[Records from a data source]

- - - -

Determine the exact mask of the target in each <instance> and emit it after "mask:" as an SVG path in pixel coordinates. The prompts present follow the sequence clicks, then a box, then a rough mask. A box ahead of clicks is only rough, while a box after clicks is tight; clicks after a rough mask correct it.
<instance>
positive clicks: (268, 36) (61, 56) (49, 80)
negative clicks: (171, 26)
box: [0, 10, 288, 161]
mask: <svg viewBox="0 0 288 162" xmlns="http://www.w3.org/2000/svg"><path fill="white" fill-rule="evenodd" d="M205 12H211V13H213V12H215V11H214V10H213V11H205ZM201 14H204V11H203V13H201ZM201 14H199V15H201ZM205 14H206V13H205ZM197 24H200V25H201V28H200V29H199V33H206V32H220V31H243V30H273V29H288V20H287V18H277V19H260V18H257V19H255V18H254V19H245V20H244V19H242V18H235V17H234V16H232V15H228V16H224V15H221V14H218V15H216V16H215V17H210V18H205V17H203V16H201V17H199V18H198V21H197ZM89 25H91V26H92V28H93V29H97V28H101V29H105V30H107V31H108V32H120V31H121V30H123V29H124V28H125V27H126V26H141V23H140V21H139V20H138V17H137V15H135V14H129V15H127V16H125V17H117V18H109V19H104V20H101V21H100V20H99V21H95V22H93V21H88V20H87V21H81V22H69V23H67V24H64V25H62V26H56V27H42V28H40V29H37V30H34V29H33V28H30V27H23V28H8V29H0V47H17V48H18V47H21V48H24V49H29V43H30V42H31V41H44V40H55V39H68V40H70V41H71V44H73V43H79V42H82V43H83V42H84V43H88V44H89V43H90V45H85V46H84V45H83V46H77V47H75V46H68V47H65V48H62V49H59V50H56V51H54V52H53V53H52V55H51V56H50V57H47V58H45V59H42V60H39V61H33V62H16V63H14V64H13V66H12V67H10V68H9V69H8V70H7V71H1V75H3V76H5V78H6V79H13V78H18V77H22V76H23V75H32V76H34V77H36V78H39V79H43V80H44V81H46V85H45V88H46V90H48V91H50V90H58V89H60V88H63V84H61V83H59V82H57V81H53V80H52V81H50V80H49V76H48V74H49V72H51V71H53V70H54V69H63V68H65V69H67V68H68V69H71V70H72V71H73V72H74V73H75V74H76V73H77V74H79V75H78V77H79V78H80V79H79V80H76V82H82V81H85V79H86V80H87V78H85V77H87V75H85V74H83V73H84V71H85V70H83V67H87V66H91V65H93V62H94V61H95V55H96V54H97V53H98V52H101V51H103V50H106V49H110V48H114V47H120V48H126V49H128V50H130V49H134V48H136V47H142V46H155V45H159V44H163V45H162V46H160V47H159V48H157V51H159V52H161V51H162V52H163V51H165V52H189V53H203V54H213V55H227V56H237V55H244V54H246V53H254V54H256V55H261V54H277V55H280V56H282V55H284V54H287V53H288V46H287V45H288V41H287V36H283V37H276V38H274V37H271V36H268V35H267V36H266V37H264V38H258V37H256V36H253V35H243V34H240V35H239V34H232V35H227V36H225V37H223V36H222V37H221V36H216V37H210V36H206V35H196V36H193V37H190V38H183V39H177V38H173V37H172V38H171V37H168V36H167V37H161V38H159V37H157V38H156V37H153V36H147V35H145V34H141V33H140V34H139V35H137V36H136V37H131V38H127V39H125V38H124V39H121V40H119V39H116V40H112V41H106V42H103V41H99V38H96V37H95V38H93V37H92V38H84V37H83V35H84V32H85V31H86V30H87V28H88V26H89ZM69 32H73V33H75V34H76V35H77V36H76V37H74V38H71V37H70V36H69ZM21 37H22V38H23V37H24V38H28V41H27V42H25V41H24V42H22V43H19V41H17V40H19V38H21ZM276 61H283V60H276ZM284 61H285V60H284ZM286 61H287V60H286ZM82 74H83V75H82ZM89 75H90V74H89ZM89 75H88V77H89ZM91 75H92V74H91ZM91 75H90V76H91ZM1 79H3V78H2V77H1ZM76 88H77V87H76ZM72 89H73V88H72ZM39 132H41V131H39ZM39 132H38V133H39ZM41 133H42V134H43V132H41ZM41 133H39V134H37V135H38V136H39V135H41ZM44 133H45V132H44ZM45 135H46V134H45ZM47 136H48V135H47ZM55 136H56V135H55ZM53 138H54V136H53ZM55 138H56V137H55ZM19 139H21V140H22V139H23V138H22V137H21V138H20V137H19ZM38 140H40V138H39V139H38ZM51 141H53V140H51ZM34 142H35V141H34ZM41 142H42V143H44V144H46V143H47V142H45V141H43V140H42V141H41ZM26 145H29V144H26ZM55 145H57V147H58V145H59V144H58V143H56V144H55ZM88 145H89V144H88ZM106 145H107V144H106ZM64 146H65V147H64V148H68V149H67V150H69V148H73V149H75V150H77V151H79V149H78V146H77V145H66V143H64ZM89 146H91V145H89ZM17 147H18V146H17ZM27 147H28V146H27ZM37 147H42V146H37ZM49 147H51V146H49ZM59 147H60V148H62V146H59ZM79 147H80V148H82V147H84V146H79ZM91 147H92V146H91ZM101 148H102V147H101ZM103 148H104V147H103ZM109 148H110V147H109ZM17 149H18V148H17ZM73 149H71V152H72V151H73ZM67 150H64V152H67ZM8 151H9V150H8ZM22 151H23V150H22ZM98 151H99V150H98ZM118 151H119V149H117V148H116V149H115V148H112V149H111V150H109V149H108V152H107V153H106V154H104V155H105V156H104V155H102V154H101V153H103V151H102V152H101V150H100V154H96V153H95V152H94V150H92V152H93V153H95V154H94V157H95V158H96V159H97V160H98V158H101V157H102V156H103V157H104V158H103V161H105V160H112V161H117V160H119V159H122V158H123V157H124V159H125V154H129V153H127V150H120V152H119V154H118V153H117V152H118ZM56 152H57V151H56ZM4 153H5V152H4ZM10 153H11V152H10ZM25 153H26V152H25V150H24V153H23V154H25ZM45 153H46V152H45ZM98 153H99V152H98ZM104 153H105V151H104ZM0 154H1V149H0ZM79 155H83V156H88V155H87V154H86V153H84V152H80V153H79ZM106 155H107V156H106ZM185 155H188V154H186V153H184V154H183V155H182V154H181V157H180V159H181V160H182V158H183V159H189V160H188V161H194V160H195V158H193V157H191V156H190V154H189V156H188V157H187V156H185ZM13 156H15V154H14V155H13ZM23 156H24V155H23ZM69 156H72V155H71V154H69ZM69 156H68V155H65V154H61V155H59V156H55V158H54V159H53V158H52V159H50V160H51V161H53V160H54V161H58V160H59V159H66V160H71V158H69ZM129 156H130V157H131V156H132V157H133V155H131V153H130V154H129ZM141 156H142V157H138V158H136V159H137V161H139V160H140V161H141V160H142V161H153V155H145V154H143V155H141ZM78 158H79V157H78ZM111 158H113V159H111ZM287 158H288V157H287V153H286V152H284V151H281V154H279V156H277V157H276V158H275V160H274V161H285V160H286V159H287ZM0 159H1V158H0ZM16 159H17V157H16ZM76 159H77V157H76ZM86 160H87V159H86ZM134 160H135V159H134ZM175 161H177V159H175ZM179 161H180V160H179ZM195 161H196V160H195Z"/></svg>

- - - -

Lines after the one containing "negative clicks: (171, 26)" are not part of the task. Output the entries exactly from their first line through that one.

(OUTPUT FOR THIS EXERCISE)
Determine the exact mask of the target in each <instance> and emit it after "mask:" as an SVG path in pixel coordinates. The prompts present follow the sequence clicks, then a box, then a rough mask. A box ahead of clicks is only rough, while a box after clicks is tight; clicks after a rough mask correct it.
<instance>
positive clicks: (268, 36) (61, 56) (49, 80)
negative clicks: (171, 26)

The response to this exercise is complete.